▶ _Objective_:
Rewrite everything from the start of the items down to the line with "[5,0,600,448]", switching "spider web" to "cobweb" and leaving the rest unchanged.

▶ _Information supplied_:
[start]
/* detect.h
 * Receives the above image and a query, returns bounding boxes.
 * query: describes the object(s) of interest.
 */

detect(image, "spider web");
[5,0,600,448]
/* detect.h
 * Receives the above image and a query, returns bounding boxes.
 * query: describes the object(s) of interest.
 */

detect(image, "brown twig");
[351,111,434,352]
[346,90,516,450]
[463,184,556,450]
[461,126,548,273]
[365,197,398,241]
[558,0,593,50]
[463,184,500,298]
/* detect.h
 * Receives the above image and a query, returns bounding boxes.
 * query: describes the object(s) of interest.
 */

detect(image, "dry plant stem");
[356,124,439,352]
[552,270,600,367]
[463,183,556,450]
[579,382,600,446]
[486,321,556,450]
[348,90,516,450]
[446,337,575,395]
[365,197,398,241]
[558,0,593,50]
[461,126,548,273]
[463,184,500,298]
[end]
▶ _Solution to the exercise_:
/* detect.h
 * Receives the above image and a query, returns bounding boxes.
 * query: describes the object(s) of interest.
 */

detect(image, "cobweb");
[5,0,600,448]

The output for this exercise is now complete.